[Opening Input records section]

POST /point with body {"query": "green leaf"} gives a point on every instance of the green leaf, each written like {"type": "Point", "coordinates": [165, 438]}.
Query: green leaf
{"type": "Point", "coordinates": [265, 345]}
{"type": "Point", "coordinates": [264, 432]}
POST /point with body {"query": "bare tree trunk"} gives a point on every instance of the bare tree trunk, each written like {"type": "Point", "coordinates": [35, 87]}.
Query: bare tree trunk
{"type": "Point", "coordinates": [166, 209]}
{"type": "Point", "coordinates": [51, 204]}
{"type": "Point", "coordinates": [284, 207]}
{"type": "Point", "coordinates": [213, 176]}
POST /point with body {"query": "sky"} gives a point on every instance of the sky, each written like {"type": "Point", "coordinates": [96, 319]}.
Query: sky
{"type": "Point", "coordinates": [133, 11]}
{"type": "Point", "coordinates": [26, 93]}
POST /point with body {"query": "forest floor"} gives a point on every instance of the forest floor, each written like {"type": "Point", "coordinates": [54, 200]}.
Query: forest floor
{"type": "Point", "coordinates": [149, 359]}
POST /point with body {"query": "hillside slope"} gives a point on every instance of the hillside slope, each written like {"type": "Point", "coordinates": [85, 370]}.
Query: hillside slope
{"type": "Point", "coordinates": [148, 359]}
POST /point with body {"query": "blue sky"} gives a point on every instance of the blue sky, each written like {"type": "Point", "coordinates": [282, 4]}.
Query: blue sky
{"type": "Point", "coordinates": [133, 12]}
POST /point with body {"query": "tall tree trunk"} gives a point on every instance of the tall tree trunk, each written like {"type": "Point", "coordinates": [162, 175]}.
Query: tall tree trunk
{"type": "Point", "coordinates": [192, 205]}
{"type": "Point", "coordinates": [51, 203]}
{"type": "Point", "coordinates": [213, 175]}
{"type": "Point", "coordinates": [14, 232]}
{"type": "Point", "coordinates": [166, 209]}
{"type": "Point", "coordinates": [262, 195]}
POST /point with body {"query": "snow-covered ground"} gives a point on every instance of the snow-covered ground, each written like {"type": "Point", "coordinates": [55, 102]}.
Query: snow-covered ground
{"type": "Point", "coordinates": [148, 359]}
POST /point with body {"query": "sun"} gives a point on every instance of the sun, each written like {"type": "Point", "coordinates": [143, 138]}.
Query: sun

[Closing Input records section]

What this task involves: Every entry, from the first line to the last, should be retyped exactly.

Exercise output:
POST /point with body {"query": "green leaf"} gives a point on every instance of the green leaf, each written like {"type": "Point", "coordinates": [165, 438]}.
Query: green leaf
{"type": "Point", "coordinates": [265, 345]}
{"type": "Point", "coordinates": [264, 432]}
POST /point with body {"query": "bare tree trunk"} gives a point on every instance of the bare tree trunk, each written like {"type": "Point", "coordinates": [35, 87]}.
Query: bare tree trunk
{"type": "Point", "coordinates": [166, 209]}
{"type": "Point", "coordinates": [51, 204]}
{"type": "Point", "coordinates": [284, 207]}
{"type": "Point", "coordinates": [213, 176]}
POST /point with body {"query": "sky"} gives a point on every instance of the sky, each written like {"type": "Point", "coordinates": [96, 319]}.
Query: sky
{"type": "Point", "coordinates": [133, 11]}
{"type": "Point", "coordinates": [26, 93]}
POST /point with body {"query": "forest floor"} gives a point on every instance of the forest floor, each written like {"type": "Point", "coordinates": [54, 200]}.
Query: forest floor
{"type": "Point", "coordinates": [149, 359]}
POST /point with body {"query": "hillside slope"} gives a point on every instance of the hillside slope, each written like {"type": "Point", "coordinates": [85, 370]}.
Query: hillside slope
{"type": "Point", "coordinates": [148, 359]}
POST /point with body {"query": "blue sky"} gives a point on every instance of the blue sky, each written like {"type": "Point", "coordinates": [282, 4]}.
Query: blue sky
{"type": "Point", "coordinates": [133, 12]}
POST /point with body {"query": "tall tree trunk"} gives a point on every instance of the tall tree trunk, each written like {"type": "Point", "coordinates": [162, 175]}.
Query: tall tree trunk
{"type": "Point", "coordinates": [192, 205]}
{"type": "Point", "coordinates": [51, 203]}
{"type": "Point", "coordinates": [213, 175]}
{"type": "Point", "coordinates": [14, 232]}
{"type": "Point", "coordinates": [166, 209]}
{"type": "Point", "coordinates": [262, 195]}
POST /point with body {"query": "snow-covered ground"} gives a point on every instance of the snow-covered ground, each written like {"type": "Point", "coordinates": [55, 102]}.
Query: snow-covered ground
{"type": "Point", "coordinates": [148, 359]}
POST /point with body {"query": "sun"} gives a point on every instance of the sun, each written like {"type": "Point", "coordinates": [143, 138]}.
Query: sun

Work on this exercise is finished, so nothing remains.